- **WHAT THE EXERCISE ASKS**:
Lay out every line of the rows below as a numbered list, skipping blank lines and leaving out the pictures.

Entries from a point annotation set:
::::

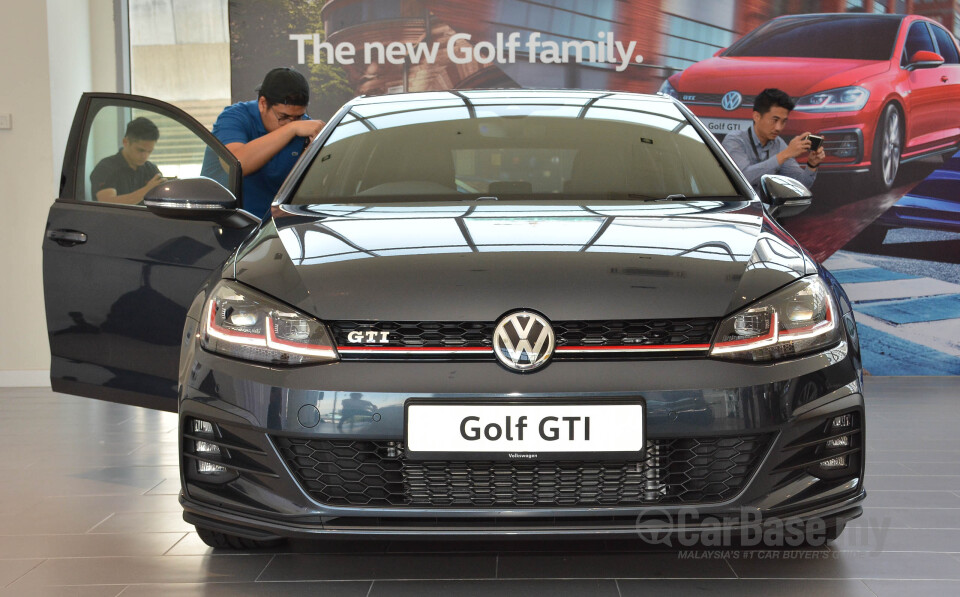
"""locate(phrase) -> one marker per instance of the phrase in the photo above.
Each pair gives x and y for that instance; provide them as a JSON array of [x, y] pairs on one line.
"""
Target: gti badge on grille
[[731, 100], [523, 341], [368, 336]]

::::

- **SOLUTION FOR THIS EXERCISE**:
1. """locate(phrase) -> one marker per instance of the phrase in the photo above.
2. Each pair gives x and y for that instance; provide them as a JSON array of [x, y] pairs on one line.
3. """
4. Target: gti badge on grille
5. [[731, 100], [523, 341], [368, 336]]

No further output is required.